Written instruction 1 —
In the passage on how states handle negligence, which distinct phrases contain the word "negligence"? List each one once.
Written instruction 2 —
Can you resume the passage on how states handle negligence, picking up right after its final sentence?

Text segment —
=======

Different Approaches Used by States

Comparative negligence and contributory negligence vary from state to state. The majority of states have a modified approach, which allows an injured party to recover a portion of their damages even if the jury determines they share some of the fault for their injuries. A handful of states continue to stick with the traditional or pure approach which may bar the injured party from recovering any damages for even the smallest degree of fault.

Pure Contributory Negligence

Pure contributory negligence does not let an injured party receive any damages if they contribute to their injuries at all, even if they share only 1% of the fault. Since this approach completely bars recovery, it is widely considered a defense to a personal injury lawsuit or a way for the opposing party to avoid being held liable.

Often this is viewed as the harshest approach on the injury party, also known as the plaintiff. As a result, the majority of states moved away from it and modernized their negligence approach.

=======

Extracted data —
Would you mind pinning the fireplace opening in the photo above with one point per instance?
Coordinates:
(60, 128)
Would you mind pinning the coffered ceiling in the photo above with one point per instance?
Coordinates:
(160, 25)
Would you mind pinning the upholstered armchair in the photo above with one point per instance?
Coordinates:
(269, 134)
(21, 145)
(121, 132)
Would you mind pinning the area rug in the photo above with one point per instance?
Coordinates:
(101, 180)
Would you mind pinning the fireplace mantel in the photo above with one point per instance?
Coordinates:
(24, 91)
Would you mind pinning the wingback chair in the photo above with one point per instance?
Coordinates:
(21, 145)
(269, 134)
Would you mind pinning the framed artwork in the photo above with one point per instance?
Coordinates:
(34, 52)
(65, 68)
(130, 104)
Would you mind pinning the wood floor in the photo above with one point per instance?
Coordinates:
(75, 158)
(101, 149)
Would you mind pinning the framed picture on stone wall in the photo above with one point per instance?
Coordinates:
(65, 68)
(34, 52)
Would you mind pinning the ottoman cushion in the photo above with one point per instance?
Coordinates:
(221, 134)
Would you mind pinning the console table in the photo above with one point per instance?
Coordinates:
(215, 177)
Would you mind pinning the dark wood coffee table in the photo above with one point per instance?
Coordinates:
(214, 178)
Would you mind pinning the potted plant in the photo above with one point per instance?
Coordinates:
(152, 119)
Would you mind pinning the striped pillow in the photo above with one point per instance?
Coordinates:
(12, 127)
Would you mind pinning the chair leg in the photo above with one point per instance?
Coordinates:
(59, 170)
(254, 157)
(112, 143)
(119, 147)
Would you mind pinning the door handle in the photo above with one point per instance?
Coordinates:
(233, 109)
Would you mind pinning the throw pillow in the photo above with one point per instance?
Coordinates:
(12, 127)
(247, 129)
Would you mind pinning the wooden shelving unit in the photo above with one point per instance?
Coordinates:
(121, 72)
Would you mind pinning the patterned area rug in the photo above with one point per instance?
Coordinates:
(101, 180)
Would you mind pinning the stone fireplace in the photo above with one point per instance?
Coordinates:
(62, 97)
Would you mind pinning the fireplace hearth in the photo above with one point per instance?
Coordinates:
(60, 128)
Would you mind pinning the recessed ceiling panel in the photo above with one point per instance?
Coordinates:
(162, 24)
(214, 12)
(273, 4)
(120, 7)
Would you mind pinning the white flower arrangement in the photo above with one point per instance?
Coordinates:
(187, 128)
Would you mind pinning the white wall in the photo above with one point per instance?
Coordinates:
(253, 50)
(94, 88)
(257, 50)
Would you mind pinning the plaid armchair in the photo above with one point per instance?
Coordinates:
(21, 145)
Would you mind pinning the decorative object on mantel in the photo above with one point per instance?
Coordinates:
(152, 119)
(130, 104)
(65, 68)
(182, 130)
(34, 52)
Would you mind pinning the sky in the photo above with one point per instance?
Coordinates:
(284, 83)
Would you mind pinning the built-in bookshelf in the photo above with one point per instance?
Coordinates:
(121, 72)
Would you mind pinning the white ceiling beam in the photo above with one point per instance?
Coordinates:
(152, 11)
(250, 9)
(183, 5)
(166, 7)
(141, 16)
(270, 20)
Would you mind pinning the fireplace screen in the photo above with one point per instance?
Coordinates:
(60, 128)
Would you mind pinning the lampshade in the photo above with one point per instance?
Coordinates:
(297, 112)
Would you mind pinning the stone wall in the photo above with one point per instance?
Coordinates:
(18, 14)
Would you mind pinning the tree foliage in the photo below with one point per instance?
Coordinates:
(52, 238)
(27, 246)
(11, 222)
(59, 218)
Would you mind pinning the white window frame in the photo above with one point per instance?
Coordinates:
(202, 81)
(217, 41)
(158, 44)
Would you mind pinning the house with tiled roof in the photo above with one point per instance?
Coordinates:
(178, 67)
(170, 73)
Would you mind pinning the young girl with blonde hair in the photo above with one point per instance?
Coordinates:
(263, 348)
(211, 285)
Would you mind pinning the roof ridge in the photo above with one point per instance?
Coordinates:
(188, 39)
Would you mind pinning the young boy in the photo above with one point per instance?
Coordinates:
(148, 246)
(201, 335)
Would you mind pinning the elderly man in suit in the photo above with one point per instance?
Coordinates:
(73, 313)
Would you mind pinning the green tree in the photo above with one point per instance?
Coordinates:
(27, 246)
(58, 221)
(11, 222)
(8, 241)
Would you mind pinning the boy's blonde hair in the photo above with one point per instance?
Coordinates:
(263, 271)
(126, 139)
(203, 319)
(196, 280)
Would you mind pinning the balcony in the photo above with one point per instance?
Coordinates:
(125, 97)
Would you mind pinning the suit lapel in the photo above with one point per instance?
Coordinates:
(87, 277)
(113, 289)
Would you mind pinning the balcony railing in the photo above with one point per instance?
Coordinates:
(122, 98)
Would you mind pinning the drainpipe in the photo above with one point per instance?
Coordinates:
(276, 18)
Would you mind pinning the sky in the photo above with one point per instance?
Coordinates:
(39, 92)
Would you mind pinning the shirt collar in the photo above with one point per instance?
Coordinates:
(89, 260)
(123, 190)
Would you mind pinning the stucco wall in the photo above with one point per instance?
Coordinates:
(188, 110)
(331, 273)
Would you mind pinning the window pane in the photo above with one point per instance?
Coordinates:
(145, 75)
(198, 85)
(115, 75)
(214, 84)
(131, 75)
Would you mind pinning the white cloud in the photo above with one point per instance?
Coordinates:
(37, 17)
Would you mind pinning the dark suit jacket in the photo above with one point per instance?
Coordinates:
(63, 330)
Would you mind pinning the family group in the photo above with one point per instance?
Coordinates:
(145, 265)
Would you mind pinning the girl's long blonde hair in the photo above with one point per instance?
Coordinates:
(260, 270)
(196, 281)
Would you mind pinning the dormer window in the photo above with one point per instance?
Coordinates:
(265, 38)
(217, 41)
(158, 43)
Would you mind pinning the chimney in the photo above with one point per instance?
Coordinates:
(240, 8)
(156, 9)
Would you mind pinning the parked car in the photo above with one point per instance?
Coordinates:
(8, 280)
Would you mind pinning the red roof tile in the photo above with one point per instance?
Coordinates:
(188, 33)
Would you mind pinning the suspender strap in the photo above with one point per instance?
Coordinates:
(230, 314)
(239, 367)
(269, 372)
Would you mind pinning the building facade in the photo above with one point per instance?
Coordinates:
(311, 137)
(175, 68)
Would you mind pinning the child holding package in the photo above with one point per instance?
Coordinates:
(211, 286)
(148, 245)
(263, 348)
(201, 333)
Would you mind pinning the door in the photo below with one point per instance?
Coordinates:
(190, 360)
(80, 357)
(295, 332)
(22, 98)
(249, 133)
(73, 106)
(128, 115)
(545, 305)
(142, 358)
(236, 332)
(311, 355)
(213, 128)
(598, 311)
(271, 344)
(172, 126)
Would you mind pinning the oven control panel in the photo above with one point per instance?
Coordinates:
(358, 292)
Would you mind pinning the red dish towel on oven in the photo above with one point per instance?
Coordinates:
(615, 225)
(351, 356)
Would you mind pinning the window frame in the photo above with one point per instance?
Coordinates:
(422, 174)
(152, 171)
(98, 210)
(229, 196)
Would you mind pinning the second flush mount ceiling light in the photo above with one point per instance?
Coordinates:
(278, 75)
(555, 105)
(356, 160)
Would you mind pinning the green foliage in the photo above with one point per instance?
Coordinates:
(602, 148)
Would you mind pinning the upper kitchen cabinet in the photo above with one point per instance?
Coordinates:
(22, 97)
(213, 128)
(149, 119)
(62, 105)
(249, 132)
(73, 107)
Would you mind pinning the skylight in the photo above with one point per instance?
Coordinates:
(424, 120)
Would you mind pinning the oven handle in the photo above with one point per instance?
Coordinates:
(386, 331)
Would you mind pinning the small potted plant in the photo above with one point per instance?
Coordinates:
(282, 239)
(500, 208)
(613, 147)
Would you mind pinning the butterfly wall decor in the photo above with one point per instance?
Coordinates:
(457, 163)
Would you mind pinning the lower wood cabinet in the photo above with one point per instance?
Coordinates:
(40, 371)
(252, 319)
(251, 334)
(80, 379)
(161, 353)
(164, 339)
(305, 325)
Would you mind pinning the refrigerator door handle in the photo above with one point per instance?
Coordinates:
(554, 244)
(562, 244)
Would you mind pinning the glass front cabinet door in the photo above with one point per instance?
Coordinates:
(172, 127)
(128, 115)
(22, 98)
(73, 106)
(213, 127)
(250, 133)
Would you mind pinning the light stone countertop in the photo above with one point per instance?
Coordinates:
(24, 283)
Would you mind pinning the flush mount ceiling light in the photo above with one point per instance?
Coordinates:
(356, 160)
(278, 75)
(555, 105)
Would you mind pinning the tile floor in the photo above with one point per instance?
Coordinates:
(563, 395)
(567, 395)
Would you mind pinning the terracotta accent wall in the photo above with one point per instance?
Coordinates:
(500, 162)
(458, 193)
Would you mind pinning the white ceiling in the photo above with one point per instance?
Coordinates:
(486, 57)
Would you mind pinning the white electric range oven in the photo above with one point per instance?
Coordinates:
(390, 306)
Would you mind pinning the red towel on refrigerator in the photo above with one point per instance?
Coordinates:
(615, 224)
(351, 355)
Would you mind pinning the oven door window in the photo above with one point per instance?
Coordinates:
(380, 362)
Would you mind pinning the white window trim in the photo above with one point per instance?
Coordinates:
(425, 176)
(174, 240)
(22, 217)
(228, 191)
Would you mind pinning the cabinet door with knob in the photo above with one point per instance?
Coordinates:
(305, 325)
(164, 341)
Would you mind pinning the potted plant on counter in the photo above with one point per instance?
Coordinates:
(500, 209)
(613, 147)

=======

Exercise answer 1 —
comparative negligence, contributory negligence, pure contributory negligence, negligence approach

Exercise answer 2 —
Only four states continue to use this more traditional approach to negligence: Alabama, Maryland, North Carolina, and Virginia. Additionally, the District of Columbia uses pure contributory negligence for most injury claims. Recently, the District adopted an exception to this rule and now uses modified contributory negligence for lawsuits brought by pedestrians or bicyclists.

Modified Contributory Negligence

Modified contributory negligence depends on the percentage of fault of each party to determine if the injured party may receive damages and to calculate how much they may receive. However if the injured party’s fault exceeds a specific threshold, the court does not award any damages.

Currently there are 33 states using modified contributory negligence. There are two versions of this approach used by these states: the 50% Rule and the 51% Rule.

  • The 50% Rule does not allow the injured party to receive any damages if they are 50% or more at fault. But if the court determines they are 49% or less at fault, damages are allowed and the injured party may be compensated in proportion to their percentage of fault.
  • The 51% Rule does not allow an injured party to receive damages if they are 51% or more at fault for their injuries. But if the court determines the injured party equally responsible or less at fault, meaning 50% or lower, then the court can award damages in proportion to their percentage of fault. This means that the injured party can recover damages even if there is a 50/50 split of fault.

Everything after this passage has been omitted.